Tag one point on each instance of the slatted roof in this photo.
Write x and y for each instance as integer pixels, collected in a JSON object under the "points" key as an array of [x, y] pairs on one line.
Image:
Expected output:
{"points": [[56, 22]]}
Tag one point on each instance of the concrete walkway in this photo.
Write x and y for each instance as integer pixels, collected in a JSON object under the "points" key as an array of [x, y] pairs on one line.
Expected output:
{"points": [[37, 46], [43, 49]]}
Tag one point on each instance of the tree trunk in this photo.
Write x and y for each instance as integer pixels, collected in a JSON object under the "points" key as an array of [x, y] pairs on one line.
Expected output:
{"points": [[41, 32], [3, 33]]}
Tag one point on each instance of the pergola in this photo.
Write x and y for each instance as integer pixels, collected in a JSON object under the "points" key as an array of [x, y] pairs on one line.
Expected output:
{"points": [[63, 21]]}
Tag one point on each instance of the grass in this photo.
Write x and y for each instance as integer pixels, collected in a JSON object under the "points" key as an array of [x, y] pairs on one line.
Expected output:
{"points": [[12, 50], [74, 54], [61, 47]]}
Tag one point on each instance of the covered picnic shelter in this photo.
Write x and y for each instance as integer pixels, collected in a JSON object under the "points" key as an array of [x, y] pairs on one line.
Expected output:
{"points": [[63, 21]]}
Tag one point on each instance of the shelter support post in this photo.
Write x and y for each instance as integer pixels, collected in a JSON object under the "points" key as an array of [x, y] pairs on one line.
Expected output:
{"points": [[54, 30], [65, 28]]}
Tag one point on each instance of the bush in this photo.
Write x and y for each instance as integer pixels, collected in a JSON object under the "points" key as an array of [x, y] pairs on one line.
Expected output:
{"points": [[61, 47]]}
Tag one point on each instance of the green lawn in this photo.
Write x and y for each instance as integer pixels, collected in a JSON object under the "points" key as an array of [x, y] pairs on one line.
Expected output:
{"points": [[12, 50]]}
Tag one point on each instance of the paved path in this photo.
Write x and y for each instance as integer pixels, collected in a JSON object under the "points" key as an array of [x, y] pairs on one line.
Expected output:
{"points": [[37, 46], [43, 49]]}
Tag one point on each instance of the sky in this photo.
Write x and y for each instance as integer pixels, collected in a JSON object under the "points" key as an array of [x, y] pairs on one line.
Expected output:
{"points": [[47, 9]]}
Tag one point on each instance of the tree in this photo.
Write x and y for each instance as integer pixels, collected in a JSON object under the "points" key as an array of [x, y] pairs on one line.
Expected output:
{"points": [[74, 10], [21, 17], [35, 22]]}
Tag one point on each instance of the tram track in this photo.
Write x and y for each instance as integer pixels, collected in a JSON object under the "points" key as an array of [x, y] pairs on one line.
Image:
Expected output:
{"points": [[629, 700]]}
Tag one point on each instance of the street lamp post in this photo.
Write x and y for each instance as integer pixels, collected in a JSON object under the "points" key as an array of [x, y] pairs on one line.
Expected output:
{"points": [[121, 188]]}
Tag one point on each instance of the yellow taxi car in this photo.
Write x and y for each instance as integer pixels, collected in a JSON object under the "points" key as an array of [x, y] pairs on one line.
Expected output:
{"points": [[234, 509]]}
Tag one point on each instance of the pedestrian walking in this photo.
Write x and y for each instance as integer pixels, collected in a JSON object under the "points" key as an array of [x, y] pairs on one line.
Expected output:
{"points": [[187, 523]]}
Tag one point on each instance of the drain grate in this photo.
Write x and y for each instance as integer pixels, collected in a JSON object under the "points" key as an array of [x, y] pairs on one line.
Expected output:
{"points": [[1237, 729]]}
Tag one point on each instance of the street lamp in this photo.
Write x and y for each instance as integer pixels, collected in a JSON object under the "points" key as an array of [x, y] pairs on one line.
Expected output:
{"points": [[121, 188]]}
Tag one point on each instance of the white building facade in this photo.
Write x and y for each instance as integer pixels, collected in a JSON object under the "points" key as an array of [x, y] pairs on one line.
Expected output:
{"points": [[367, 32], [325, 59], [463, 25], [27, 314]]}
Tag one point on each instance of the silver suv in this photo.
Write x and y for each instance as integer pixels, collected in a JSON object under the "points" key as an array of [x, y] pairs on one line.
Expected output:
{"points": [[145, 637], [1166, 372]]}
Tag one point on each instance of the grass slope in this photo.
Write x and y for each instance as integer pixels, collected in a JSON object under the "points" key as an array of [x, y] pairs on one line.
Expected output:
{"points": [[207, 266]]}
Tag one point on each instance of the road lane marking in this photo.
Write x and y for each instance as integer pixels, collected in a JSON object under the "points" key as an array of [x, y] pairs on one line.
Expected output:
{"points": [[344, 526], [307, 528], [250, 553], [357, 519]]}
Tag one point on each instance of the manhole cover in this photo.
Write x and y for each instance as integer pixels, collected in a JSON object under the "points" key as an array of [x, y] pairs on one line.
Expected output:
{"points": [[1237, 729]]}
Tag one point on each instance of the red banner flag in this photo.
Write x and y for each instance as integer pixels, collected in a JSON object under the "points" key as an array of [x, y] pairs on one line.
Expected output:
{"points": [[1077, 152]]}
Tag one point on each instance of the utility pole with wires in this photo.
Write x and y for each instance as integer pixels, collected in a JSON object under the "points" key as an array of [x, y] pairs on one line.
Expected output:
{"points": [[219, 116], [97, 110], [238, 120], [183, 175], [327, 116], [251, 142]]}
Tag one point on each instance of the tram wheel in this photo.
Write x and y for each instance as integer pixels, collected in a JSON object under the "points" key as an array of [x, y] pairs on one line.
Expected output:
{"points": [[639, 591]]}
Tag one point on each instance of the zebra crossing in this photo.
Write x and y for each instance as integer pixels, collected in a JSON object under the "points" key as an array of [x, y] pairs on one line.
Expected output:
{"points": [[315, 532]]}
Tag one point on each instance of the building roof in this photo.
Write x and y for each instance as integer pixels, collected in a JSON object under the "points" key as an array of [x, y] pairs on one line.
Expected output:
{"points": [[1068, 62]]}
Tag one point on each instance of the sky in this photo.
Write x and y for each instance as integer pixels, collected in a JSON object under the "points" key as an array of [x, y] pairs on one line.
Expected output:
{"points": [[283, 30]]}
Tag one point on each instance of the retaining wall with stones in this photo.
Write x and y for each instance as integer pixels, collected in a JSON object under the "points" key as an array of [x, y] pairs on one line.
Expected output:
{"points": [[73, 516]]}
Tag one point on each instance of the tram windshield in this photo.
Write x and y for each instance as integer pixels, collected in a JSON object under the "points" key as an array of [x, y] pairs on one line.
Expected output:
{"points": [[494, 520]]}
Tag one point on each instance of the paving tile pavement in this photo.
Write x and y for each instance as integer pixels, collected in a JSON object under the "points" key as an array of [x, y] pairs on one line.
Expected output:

◆ ◆ ◆ ◆

Among the records above, find each line containing the string "with" and copy it.

Tag one point on each instance of the utility pole with wires in this photo.
Tag one point on each instance of the retaining wall with stones in this photo.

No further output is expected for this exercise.